Task directions>
Locate the line containing "TARGET: bluebell flower head", then please write out that line and all the lines below it in the entries exactly.

::::

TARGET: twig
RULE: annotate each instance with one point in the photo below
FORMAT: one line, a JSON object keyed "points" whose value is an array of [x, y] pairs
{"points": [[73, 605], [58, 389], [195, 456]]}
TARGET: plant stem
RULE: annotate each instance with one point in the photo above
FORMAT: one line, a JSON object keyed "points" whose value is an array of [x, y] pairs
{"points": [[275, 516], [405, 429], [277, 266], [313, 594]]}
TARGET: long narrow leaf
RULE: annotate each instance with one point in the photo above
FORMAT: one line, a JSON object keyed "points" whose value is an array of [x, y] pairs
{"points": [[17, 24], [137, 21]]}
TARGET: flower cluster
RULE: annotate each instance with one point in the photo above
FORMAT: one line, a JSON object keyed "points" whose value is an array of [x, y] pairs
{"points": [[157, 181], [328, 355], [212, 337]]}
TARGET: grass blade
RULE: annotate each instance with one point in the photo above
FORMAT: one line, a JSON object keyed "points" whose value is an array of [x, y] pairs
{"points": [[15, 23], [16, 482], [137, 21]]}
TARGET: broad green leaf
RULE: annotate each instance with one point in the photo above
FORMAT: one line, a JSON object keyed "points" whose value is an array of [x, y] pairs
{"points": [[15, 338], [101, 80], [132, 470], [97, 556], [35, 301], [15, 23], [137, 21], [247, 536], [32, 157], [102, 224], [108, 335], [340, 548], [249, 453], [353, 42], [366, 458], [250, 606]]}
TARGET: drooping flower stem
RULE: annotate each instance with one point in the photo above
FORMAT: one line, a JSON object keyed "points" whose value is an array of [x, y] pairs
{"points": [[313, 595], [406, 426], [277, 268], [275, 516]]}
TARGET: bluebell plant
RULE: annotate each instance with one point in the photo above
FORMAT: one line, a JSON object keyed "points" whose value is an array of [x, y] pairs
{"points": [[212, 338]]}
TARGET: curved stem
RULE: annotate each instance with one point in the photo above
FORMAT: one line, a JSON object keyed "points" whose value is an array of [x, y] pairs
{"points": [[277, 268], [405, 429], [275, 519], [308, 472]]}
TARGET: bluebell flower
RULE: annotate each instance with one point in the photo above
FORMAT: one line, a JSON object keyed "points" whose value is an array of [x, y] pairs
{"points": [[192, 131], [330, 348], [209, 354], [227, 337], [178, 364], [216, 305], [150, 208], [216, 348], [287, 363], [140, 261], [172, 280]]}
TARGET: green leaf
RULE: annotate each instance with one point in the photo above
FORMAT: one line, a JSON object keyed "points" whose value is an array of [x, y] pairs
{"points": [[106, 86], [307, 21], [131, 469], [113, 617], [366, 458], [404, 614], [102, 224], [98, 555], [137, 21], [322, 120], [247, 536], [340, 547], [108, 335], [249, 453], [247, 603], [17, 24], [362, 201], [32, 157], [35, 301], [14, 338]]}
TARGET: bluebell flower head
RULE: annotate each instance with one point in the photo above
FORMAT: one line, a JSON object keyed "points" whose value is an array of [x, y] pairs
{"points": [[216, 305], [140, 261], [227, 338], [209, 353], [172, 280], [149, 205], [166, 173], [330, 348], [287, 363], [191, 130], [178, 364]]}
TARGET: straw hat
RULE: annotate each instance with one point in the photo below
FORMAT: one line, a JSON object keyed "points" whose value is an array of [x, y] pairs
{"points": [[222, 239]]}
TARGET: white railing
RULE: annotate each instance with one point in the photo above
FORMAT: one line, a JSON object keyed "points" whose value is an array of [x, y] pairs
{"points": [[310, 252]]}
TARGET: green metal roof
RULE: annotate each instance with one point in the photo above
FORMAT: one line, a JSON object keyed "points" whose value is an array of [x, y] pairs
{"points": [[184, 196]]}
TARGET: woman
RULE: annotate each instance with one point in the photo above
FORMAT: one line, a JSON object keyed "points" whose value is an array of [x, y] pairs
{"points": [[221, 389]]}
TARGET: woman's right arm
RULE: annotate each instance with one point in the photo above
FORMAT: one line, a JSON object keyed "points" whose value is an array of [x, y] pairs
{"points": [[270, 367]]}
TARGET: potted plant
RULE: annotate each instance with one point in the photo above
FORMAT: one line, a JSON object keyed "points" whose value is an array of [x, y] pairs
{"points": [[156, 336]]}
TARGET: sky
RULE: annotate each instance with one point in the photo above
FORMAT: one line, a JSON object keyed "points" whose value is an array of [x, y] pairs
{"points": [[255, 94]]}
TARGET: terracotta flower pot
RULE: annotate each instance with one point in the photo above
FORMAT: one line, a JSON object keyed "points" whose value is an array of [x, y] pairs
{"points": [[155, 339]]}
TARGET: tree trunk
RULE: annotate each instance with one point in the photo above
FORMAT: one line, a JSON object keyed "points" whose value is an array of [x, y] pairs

::::

Output of the exercise>
TARGET: bluebell flower head
RULE: annotate each instance with one point in the photo above
FORMAT: one line, a JSON object keyed "points" whose value is an array of [x, y] pairs
{"points": [[216, 305], [140, 261], [227, 338], [209, 353], [172, 280], [149, 205], [166, 173], [330, 348], [287, 363], [191, 130], [178, 364]]}
TARGET: straw hat
RULE: annotate each instance with one point in the photo below
FORMAT: one line, a JSON object keyed "points" whose value is an array of [x, y] pairs
{"points": [[222, 239]]}
TARGET: white railing
RULE: annotate each instance with one point in the photo above
FORMAT: one line, a JSON object keyed "points" whose value is an array of [x, y] pairs
{"points": [[310, 252]]}
TARGET: green metal roof
RULE: annotate each instance with one point in the photo above
FORMAT: one line, a JSON object keyed "points" whose value is an array of [x, y] pairs
{"points": [[184, 196]]}
TARGET: woman
RULE: annotate each instance with one point in the photo above
FORMAT: one line, a JSON object keyed "points" whose value is an array of [x, y] pairs
{"points": [[221, 389]]}
TARGET: woman's right arm
RULE: annotate each instance with one point in the photo above
FORMAT: one line, a JSON object keyed "points" whose value is an array of [x, y] pairs
{"points": [[270, 367]]}
TARGET: potted plant
RULE: annotate each instance with one point in the photo above
FORMAT: one line, a JSON object keyed "points" whose value is an array of [x, y] pairs
{"points": [[156, 336]]}
TARGET: sky
RULE: annotate each instance with one point in the photo above
FORMAT: one line, a JSON object keyed "points" whose value is an array of [x, y] pairs
{"points": [[255, 94]]}
TARGET: terracotta flower pot
RULE: annotate each instance with one point in the photo above
FORMAT: one line, a JSON object keyed "points" whose value is an array of [x, y] pairs
{"points": [[155, 339]]}
TARGET: tree trunk
RULE: annotate each instance with one point in the photo above
FORMAT: one line, a JSON object keyed "points" whose value is an array of [x, y] pairs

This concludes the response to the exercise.